**RECORDS:**
=-=-=-=-=

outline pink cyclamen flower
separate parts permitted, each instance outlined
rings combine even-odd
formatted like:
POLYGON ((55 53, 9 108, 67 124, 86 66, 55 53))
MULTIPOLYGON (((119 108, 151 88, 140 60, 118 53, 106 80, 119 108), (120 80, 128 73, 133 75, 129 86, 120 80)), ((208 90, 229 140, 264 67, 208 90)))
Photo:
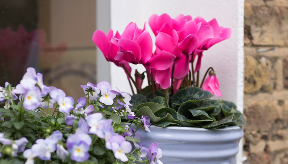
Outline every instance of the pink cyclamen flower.
MULTIPOLYGON (((97 30, 93 34, 92 40, 95 44, 102 52, 104 56, 107 61, 112 62, 119 67, 122 67, 122 64, 123 64, 130 73, 131 73, 131 67, 127 62, 116 61, 114 59, 117 54, 117 52, 120 50, 120 48, 117 44, 112 43, 111 41, 111 38, 113 37, 119 39, 121 38, 121 36, 118 31, 116 32, 114 37, 113 34, 113 32, 112 29, 109 30, 107 36, 102 31, 97 30)), ((127 76, 129 78, 128 75, 127 76)))
POLYGON ((222 93, 219 89, 219 82, 216 75, 214 71, 211 71, 209 72, 209 76, 203 83, 202 89, 209 91, 217 96, 221 97, 222 96, 222 93))
POLYGON ((159 16, 156 14, 152 15, 149 19, 149 23, 155 36, 160 32, 172 36, 173 30, 181 31, 186 23, 192 19, 191 16, 182 14, 173 19, 167 13, 164 13, 159 16))

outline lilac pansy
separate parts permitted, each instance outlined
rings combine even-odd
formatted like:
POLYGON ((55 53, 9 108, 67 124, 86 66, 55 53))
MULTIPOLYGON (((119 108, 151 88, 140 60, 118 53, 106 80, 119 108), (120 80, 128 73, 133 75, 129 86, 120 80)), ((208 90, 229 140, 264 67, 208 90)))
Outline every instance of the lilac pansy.
POLYGON ((76 162, 85 161, 89 158, 88 151, 92 143, 92 139, 85 133, 78 133, 68 137, 66 142, 68 151, 71 154, 71 159, 76 162))
POLYGON ((101 81, 97 84, 97 87, 100 89, 102 96, 99 99, 100 102, 107 105, 113 104, 113 99, 116 97, 116 95, 110 91, 110 84, 106 81, 101 81))

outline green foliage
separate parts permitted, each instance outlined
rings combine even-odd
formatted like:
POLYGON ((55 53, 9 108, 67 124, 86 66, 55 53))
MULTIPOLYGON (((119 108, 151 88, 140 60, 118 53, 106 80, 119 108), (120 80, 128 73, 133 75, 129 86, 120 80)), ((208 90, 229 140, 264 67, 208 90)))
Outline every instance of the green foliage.
POLYGON ((151 122, 156 125, 216 129, 245 125, 243 114, 237 110, 234 103, 209 99, 213 95, 199 88, 190 87, 180 89, 172 97, 169 94, 165 96, 162 92, 157 91, 157 96, 154 98, 152 93, 147 92, 148 89, 143 91, 146 99, 144 95, 132 96, 132 108, 136 117, 148 116, 151 122))

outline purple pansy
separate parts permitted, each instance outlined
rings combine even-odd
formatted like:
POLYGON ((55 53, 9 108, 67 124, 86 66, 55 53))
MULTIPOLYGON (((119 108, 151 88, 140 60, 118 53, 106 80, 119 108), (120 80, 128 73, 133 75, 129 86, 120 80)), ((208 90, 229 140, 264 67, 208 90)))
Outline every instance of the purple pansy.
POLYGON ((162 151, 161 149, 158 148, 157 143, 154 143, 150 145, 150 149, 148 152, 148 158, 150 161, 150 164, 155 164, 154 160, 155 159, 158 164, 163 164, 159 159, 162 156, 162 151))
POLYGON ((41 92, 37 87, 27 90, 24 94, 23 98, 23 106, 28 110, 35 110, 41 105, 41 92))
POLYGON ((144 125, 144 128, 145 130, 150 132, 150 130, 149 129, 149 127, 150 126, 151 124, 150 123, 150 118, 148 116, 143 115, 141 117, 141 119, 136 118, 142 121, 144 125))
POLYGON ((76 119, 77 117, 72 114, 68 115, 65 118, 65 123, 69 126, 72 126, 73 125, 73 122, 76 119))
POLYGON ((92 139, 85 133, 76 133, 68 137, 66 145, 71 153, 71 159, 76 162, 85 161, 89 158, 88 151, 92 143, 92 139))
POLYGON ((116 95, 110 92, 110 84, 107 81, 101 81, 97 84, 97 86, 101 91, 102 96, 99 99, 100 102, 107 105, 113 104, 113 99, 116 97, 116 95))
POLYGON ((97 134, 97 129, 99 128, 98 124, 102 120, 103 117, 103 115, 102 113, 96 113, 86 117, 87 124, 90 128, 89 130, 89 133, 98 135, 97 134))
POLYGON ((56 154, 62 160, 65 159, 69 154, 69 152, 64 148, 63 145, 62 145, 57 144, 56 145, 56 154))
POLYGON ((82 118, 80 118, 78 122, 78 127, 76 130, 76 133, 88 133, 89 126, 87 125, 86 122, 82 118))
POLYGON ((128 161, 128 159, 126 154, 131 151, 132 150, 131 144, 126 141, 124 137, 118 135, 110 137, 109 142, 111 144, 115 158, 122 162, 128 161))
POLYGON ((25 149, 26 144, 28 143, 28 142, 27 138, 25 137, 14 141, 12 145, 12 152, 11 154, 12 155, 17 157, 17 153, 23 152, 25 149))
POLYGON ((87 85, 81 85, 81 87, 83 88, 83 90, 84 91, 85 95, 86 95, 86 97, 88 97, 88 95, 87 94, 88 93, 87 91, 85 90, 91 88, 92 89, 92 91, 94 91, 93 92, 93 95, 91 95, 91 93, 89 93, 90 95, 89 95, 89 99, 90 99, 90 100, 91 101, 96 100, 96 98, 99 97, 99 96, 98 96, 98 94, 100 93, 100 90, 96 87, 96 85, 94 84, 91 83, 87 83, 87 85))

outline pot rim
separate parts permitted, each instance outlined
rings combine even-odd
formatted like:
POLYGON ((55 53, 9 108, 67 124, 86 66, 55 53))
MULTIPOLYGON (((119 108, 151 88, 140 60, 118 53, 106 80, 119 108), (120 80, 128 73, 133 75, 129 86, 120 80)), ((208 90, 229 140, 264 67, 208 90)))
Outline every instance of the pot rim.
POLYGON ((227 126, 224 128, 221 128, 218 129, 210 129, 208 128, 199 128, 197 127, 187 127, 184 126, 167 126, 165 128, 163 128, 161 126, 157 126, 153 124, 150 126, 149 128, 165 128, 166 129, 173 130, 181 130, 187 131, 208 131, 211 130, 217 131, 227 131, 231 130, 238 130, 241 129, 242 129, 243 128, 240 126, 227 126))

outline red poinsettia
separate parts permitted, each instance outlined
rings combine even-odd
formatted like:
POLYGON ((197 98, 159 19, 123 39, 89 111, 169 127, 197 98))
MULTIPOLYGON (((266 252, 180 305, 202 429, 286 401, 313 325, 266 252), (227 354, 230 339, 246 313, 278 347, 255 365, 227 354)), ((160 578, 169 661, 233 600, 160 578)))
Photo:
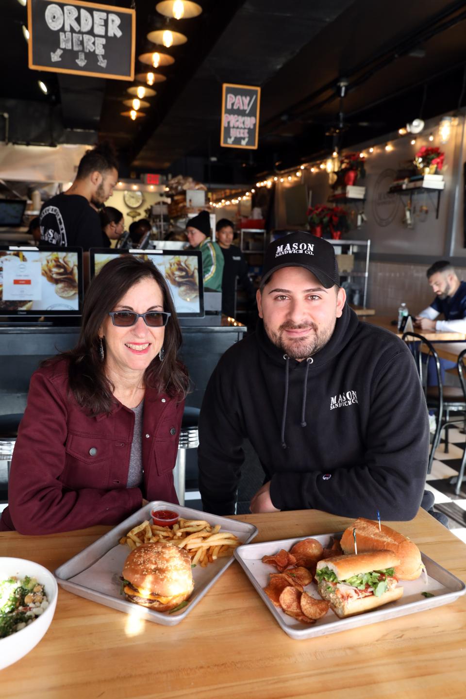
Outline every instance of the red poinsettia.
POLYGON ((445 154, 437 146, 423 145, 416 154, 414 162, 418 168, 437 165, 437 170, 442 170, 444 159, 445 154))
POLYGON ((324 237, 339 238, 342 232, 349 230, 347 212, 341 206, 310 206, 307 217, 311 230, 318 229, 324 237))

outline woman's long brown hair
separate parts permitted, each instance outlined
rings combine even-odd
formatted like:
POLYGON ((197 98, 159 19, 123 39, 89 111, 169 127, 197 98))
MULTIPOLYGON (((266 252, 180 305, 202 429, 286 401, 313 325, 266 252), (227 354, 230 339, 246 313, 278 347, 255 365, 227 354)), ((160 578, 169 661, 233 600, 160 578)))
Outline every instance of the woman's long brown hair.
POLYGON ((68 359, 70 389, 78 405, 91 415, 108 414, 115 405, 115 386, 105 376, 105 363, 99 356, 99 331, 108 312, 115 308, 131 287, 147 278, 154 279, 159 284, 163 297, 163 310, 171 313, 171 316, 165 326, 163 359, 161 361, 157 356, 150 363, 144 374, 145 385, 179 400, 182 400, 188 391, 187 371, 177 359, 182 343, 181 331, 168 284, 152 263, 132 255, 122 255, 104 265, 91 282, 84 301, 81 331, 76 346, 44 362, 48 366, 64 358, 68 359))

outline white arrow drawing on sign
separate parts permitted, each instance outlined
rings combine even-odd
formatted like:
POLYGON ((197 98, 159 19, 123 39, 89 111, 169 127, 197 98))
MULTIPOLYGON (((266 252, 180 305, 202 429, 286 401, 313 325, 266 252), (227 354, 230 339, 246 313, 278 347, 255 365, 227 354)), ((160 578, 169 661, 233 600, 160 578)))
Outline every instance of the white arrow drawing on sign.
POLYGON ((61 48, 57 48, 54 53, 53 51, 50 51, 50 58, 52 61, 54 62, 55 61, 61 61, 61 59, 60 57, 61 56, 62 53, 63 51, 61 48))

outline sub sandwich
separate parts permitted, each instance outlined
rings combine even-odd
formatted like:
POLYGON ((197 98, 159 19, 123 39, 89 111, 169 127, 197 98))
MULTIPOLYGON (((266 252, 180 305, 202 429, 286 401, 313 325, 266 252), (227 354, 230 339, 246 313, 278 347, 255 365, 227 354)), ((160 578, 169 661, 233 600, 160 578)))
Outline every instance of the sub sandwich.
POLYGON ((402 580, 416 580, 419 577, 424 565, 421 552, 414 542, 385 524, 381 524, 379 529, 378 522, 359 517, 343 532, 340 545, 345 554, 354 553, 354 530, 360 553, 381 549, 393 551, 400 559, 395 576, 402 580))
POLYGON ((394 602, 403 593, 395 575, 399 563, 391 551, 319 561, 316 571, 319 593, 342 619, 394 602))

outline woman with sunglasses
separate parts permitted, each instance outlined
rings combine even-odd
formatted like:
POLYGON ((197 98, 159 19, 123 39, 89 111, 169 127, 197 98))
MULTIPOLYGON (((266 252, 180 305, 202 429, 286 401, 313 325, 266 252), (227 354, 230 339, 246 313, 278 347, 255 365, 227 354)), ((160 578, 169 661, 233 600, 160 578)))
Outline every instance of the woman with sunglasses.
POLYGON ((34 373, 0 530, 116 524, 177 503, 173 470, 189 380, 166 282, 122 255, 87 290, 78 344, 34 373))
POLYGON ((114 206, 104 206, 99 212, 102 228, 102 247, 110 247, 112 240, 118 240, 123 235, 123 214, 114 206))

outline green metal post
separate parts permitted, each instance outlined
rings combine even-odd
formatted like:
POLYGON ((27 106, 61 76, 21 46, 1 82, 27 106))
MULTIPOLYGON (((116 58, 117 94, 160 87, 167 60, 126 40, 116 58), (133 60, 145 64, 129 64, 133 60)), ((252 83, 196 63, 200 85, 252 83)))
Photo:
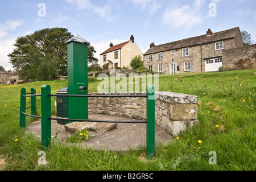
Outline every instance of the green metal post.
MULTIPOLYGON (((90 43, 79 35, 66 43, 68 43, 68 94, 88 95, 87 46, 90 43)), ((88 98, 68 97, 68 118, 88 119, 88 98)))
POLYGON ((147 86, 147 158, 155 155, 155 85, 147 86))
POLYGON ((22 114, 22 111, 26 113, 26 89, 23 88, 20 89, 20 105, 19 109, 19 127, 22 129, 26 126, 26 115, 22 114))
POLYGON ((49 145, 51 138, 51 86, 43 85, 41 88, 42 105, 42 144, 46 147, 49 145))
MULTIPOLYGON (((32 88, 30 89, 31 95, 36 94, 35 88, 32 88)), ((36 97, 31 97, 31 114, 36 115, 36 97)))

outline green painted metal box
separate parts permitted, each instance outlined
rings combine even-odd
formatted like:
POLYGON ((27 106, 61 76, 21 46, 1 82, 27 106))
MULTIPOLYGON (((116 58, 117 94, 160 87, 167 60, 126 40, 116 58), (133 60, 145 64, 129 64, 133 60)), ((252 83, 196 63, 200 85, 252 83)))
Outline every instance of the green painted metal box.
MULTIPOLYGON (((56 92, 56 94, 68 94, 68 87, 64 87, 56 92)), ((56 97, 57 118, 68 118, 68 97, 56 97)), ((68 123, 66 120, 57 120, 59 124, 65 125, 68 123)))

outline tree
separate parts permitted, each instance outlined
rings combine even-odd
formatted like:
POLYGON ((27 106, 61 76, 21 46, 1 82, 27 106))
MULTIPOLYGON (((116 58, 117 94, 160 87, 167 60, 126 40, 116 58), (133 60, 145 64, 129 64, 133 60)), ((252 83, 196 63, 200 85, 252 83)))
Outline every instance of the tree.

=-=-=-=-=

**REQUIRED TASK:**
Please quote the material above word for word, beginning at the line that contains "outline red poinsettia" and ending after the line that contains "POLYGON ((68 359, 70". Leave the pictures out.

**WRITTEN SOLUTION:**
outline red poinsettia
separate parts permitted, each instance outlined
rings combine even-odd
formatted like:
POLYGON ((197 98, 159 19, 123 39, 89 111, 169 127, 197 98))
MULTIPOLYGON (((266 252, 180 305, 202 429, 286 401, 313 325, 266 252), (227 354, 230 339, 246 313, 278 347, 255 365, 227 354)), ((160 578, 169 661, 233 600, 160 578)))
Photo:
Outline every instance of the red poinsettia.
POLYGON ((445 154, 437 146, 423 145, 416 154, 414 162, 418 168, 437 165, 437 170, 442 170, 444 159, 445 154))
POLYGON ((324 237, 339 238, 342 232, 349 230, 347 212, 341 206, 310 206, 307 217, 311 230, 318 229, 324 237))

outline woman's long brown hair
separate parts permitted, each instance outlined
rings combine even-odd
formatted like:
POLYGON ((197 98, 159 19, 123 39, 89 111, 169 127, 197 98))
MULTIPOLYGON (((266 252, 180 305, 202 429, 286 401, 313 325, 266 252), (227 354, 230 339, 246 313, 278 347, 255 365, 227 354)), ((160 578, 169 661, 233 600, 160 578)))
Outline every instance of the woman's long brown hair.
POLYGON ((68 359, 70 389, 78 405, 91 415, 108 414, 115 405, 115 386, 105 376, 105 363, 99 356, 99 331, 108 312, 115 308, 131 287, 147 278, 154 279, 159 284, 163 297, 163 310, 171 313, 171 316, 165 326, 163 359, 161 361, 157 356, 150 363, 144 374, 145 385, 179 400, 182 400, 188 391, 187 371, 177 359, 182 343, 181 331, 168 284, 152 263, 132 255, 122 255, 104 265, 91 282, 84 301, 81 331, 76 346, 44 362, 48 366, 64 358, 68 359))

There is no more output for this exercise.